**TASK PROMPT:** Nothing but the lines from the one with "Where is the man holding" through the end of the data should be set down, each exactly as written, and no picture should be included.

(Text-to-region grounding data)
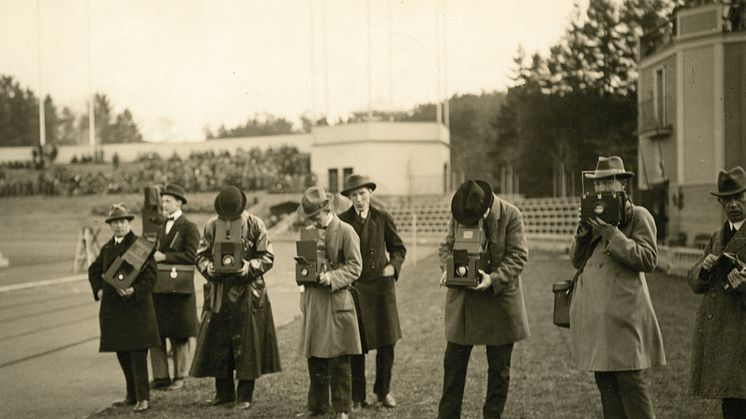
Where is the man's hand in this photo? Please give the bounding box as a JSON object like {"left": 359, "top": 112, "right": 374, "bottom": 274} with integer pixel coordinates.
{"left": 153, "top": 251, "right": 166, "bottom": 262}
{"left": 439, "top": 271, "right": 447, "bottom": 286}
{"left": 299, "top": 292, "right": 305, "bottom": 313}
{"left": 473, "top": 269, "right": 492, "bottom": 291}
{"left": 206, "top": 261, "right": 216, "bottom": 278}
{"left": 240, "top": 260, "right": 251, "bottom": 277}
{"left": 726, "top": 268, "right": 746, "bottom": 291}
{"left": 117, "top": 287, "right": 134, "bottom": 298}
{"left": 701, "top": 254, "right": 719, "bottom": 271}
{"left": 383, "top": 264, "right": 395, "bottom": 277}
{"left": 319, "top": 272, "right": 331, "bottom": 287}
{"left": 96, "top": 289, "right": 103, "bottom": 300}
{"left": 588, "top": 217, "right": 617, "bottom": 241}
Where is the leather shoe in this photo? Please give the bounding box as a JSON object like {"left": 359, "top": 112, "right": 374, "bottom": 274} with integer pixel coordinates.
{"left": 235, "top": 401, "right": 251, "bottom": 410}
{"left": 203, "top": 397, "right": 234, "bottom": 407}
{"left": 150, "top": 378, "right": 171, "bottom": 390}
{"left": 167, "top": 378, "right": 185, "bottom": 391}
{"left": 111, "top": 398, "right": 135, "bottom": 407}
{"left": 334, "top": 413, "right": 349, "bottom": 419}
{"left": 352, "top": 400, "right": 370, "bottom": 410}
{"left": 133, "top": 400, "right": 149, "bottom": 412}
{"left": 379, "top": 393, "right": 397, "bottom": 408}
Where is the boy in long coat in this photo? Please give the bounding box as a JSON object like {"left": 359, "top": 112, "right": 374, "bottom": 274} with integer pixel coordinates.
{"left": 570, "top": 156, "right": 666, "bottom": 419}
{"left": 150, "top": 183, "right": 200, "bottom": 390}
{"left": 688, "top": 166, "right": 746, "bottom": 419}
{"left": 88, "top": 203, "right": 160, "bottom": 413}
{"left": 437, "top": 179, "right": 530, "bottom": 419}
{"left": 339, "top": 174, "right": 406, "bottom": 409}
{"left": 190, "top": 186, "right": 281, "bottom": 410}
{"left": 298, "top": 186, "right": 363, "bottom": 419}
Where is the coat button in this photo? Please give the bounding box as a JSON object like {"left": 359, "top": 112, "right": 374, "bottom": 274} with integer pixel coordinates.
{"left": 369, "top": 250, "right": 374, "bottom": 255}
{"left": 708, "top": 314, "right": 713, "bottom": 320}
{"left": 711, "top": 292, "right": 717, "bottom": 298}
{"left": 370, "top": 264, "right": 375, "bottom": 269}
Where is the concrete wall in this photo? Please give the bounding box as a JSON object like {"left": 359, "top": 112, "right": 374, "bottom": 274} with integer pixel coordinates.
{"left": 682, "top": 45, "right": 717, "bottom": 184}
{"left": 724, "top": 42, "right": 746, "bottom": 168}
{"left": 310, "top": 122, "right": 450, "bottom": 196}
{"left": 0, "top": 134, "right": 313, "bottom": 164}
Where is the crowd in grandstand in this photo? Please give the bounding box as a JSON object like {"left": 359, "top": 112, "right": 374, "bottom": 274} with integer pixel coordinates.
{"left": 0, "top": 147, "right": 311, "bottom": 198}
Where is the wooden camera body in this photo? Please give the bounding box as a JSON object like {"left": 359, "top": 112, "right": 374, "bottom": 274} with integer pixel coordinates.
{"left": 103, "top": 237, "right": 156, "bottom": 290}
{"left": 142, "top": 185, "right": 164, "bottom": 242}
{"left": 581, "top": 191, "right": 626, "bottom": 226}
{"left": 212, "top": 218, "right": 244, "bottom": 274}
{"left": 446, "top": 223, "right": 489, "bottom": 287}
{"left": 295, "top": 228, "right": 328, "bottom": 286}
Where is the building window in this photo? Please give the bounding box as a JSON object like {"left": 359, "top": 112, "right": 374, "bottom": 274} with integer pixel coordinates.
{"left": 342, "top": 167, "right": 353, "bottom": 184}
{"left": 328, "top": 168, "right": 339, "bottom": 193}
{"left": 654, "top": 68, "right": 666, "bottom": 125}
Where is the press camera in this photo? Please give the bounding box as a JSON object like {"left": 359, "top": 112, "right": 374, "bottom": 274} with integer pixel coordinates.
{"left": 142, "top": 185, "right": 164, "bottom": 241}
{"left": 700, "top": 252, "right": 743, "bottom": 294}
{"left": 103, "top": 236, "right": 156, "bottom": 290}
{"left": 445, "top": 222, "right": 490, "bottom": 287}
{"left": 212, "top": 218, "right": 244, "bottom": 274}
{"left": 581, "top": 191, "right": 627, "bottom": 226}
{"left": 294, "top": 228, "right": 328, "bottom": 285}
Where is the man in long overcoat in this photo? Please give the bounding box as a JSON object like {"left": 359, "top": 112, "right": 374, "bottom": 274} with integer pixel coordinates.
{"left": 88, "top": 203, "right": 160, "bottom": 413}
{"left": 150, "top": 183, "right": 200, "bottom": 390}
{"left": 190, "top": 186, "right": 281, "bottom": 410}
{"left": 688, "top": 166, "right": 746, "bottom": 419}
{"left": 298, "top": 186, "right": 363, "bottom": 419}
{"left": 338, "top": 174, "right": 406, "bottom": 409}
{"left": 570, "top": 156, "right": 666, "bottom": 419}
{"left": 437, "top": 179, "right": 530, "bottom": 418}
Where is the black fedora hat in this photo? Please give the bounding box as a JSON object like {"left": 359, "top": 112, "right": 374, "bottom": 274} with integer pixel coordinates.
{"left": 711, "top": 166, "right": 746, "bottom": 197}
{"left": 584, "top": 156, "right": 635, "bottom": 180}
{"left": 340, "top": 174, "right": 377, "bottom": 197}
{"left": 299, "top": 186, "right": 333, "bottom": 217}
{"left": 451, "top": 180, "right": 494, "bottom": 226}
{"left": 214, "top": 186, "right": 247, "bottom": 220}
{"left": 105, "top": 202, "right": 136, "bottom": 224}
{"left": 161, "top": 183, "right": 188, "bottom": 204}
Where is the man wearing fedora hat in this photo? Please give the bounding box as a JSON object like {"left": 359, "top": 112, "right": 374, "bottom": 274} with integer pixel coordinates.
{"left": 437, "top": 179, "right": 530, "bottom": 418}
{"left": 297, "top": 185, "right": 363, "bottom": 419}
{"left": 338, "top": 174, "right": 406, "bottom": 410}
{"left": 570, "top": 156, "right": 665, "bottom": 419}
{"left": 688, "top": 166, "right": 746, "bottom": 419}
{"left": 149, "top": 184, "right": 200, "bottom": 391}
{"left": 88, "top": 203, "right": 160, "bottom": 412}
{"left": 190, "top": 186, "right": 281, "bottom": 411}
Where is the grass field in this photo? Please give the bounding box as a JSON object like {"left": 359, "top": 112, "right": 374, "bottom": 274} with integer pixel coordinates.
{"left": 91, "top": 251, "right": 719, "bottom": 419}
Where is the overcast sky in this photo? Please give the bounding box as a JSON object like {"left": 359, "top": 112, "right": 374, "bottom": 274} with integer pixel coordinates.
{"left": 0, "top": 0, "right": 587, "bottom": 142}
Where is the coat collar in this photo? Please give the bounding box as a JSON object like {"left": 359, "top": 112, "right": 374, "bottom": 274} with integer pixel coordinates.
{"left": 724, "top": 221, "right": 746, "bottom": 254}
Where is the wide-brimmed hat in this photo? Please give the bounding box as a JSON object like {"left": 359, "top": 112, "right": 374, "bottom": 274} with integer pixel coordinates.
{"left": 340, "top": 174, "right": 377, "bottom": 197}
{"left": 105, "top": 202, "right": 136, "bottom": 224}
{"left": 711, "top": 166, "right": 746, "bottom": 197}
{"left": 451, "top": 180, "right": 494, "bottom": 226}
{"left": 584, "top": 156, "right": 635, "bottom": 179}
{"left": 299, "top": 186, "right": 333, "bottom": 217}
{"left": 214, "top": 186, "right": 247, "bottom": 220}
{"left": 161, "top": 183, "right": 188, "bottom": 204}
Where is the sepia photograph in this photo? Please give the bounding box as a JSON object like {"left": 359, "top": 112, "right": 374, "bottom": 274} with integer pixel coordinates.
{"left": 0, "top": 0, "right": 745, "bottom": 417}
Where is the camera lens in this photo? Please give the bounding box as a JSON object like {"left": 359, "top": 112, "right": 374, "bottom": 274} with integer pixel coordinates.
{"left": 456, "top": 265, "right": 467, "bottom": 277}
{"left": 300, "top": 268, "right": 309, "bottom": 276}
{"left": 222, "top": 255, "right": 234, "bottom": 266}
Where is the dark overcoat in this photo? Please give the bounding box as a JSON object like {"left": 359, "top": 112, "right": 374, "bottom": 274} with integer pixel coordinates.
{"left": 190, "top": 212, "right": 281, "bottom": 380}
{"left": 299, "top": 215, "right": 363, "bottom": 358}
{"left": 88, "top": 231, "right": 161, "bottom": 352}
{"left": 438, "top": 195, "right": 530, "bottom": 346}
{"left": 569, "top": 203, "right": 666, "bottom": 371}
{"left": 688, "top": 222, "right": 746, "bottom": 398}
{"left": 152, "top": 214, "right": 200, "bottom": 338}
{"left": 339, "top": 205, "right": 406, "bottom": 349}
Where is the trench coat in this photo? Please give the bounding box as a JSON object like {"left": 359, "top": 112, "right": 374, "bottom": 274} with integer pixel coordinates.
{"left": 438, "top": 195, "right": 530, "bottom": 346}
{"left": 687, "top": 222, "right": 746, "bottom": 398}
{"left": 190, "top": 212, "right": 281, "bottom": 380}
{"left": 569, "top": 203, "right": 666, "bottom": 371}
{"left": 152, "top": 214, "right": 200, "bottom": 338}
{"left": 339, "top": 205, "right": 406, "bottom": 350}
{"left": 299, "top": 215, "right": 363, "bottom": 358}
{"left": 88, "top": 231, "right": 161, "bottom": 352}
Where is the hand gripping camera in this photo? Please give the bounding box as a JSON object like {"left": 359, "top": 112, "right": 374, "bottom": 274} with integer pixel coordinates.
{"left": 142, "top": 185, "right": 164, "bottom": 241}
{"left": 581, "top": 191, "right": 627, "bottom": 226}
{"left": 700, "top": 252, "right": 743, "bottom": 295}
{"left": 103, "top": 236, "right": 156, "bottom": 290}
{"left": 446, "top": 221, "right": 490, "bottom": 287}
{"left": 212, "top": 218, "right": 244, "bottom": 274}
{"left": 294, "top": 228, "right": 328, "bottom": 285}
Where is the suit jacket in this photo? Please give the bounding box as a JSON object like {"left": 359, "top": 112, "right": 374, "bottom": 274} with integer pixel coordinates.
{"left": 299, "top": 215, "right": 363, "bottom": 358}
{"left": 438, "top": 195, "right": 530, "bottom": 346}
{"left": 88, "top": 231, "right": 160, "bottom": 352}
{"left": 152, "top": 214, "right": 200, "bottom": 337}
{"left": 687, "top": 222, "right": 746, "bottom": 398}
{"left": 339, "top": 205, "right": 406, "bottom": 349}
{"left": 569, "top": 203, "right": 666, "bottom": 371}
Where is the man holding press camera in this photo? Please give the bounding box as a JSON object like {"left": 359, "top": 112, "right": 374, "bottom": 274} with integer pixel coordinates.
{"left": 437, "top": 179, "right": 529, "bottom": 419}
{"left": 570, "top": 156, "right": 665, "bottom": 419}
{"left": 190, "top": 186, "right": 281, "bottom": 410}
{"left": 688, "top": 166, "right": 746, "bottom": 419}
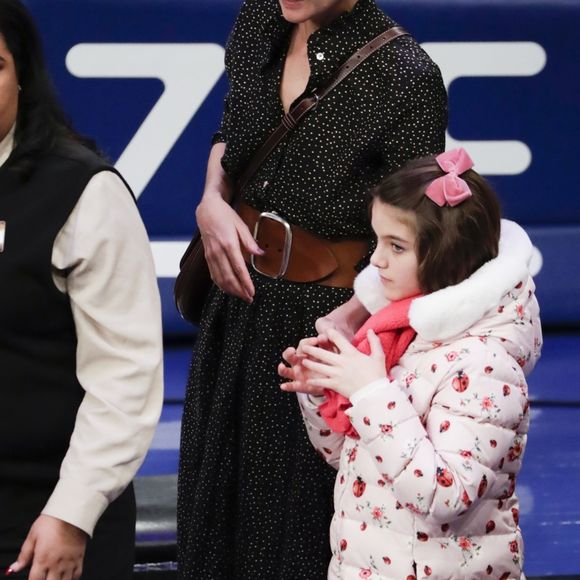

**SOLUTION:**
Where is the man holding press camera in this photo? Please give the bounding box as a JSON object like {"left": 359, "top": 112, "right": 374, "bottom": 274} with integer pixel coordinates.
{"left": 437, "top": 179, "right": 529, "bottom": 419}
{"left": 570, "top": 156, "right": 665, "bottom": 419}
{"left": 190, "top": 186, "right": 281, "bottom": 410}
{"left": 688, "top": 166, "right": 746, "bottom": 419}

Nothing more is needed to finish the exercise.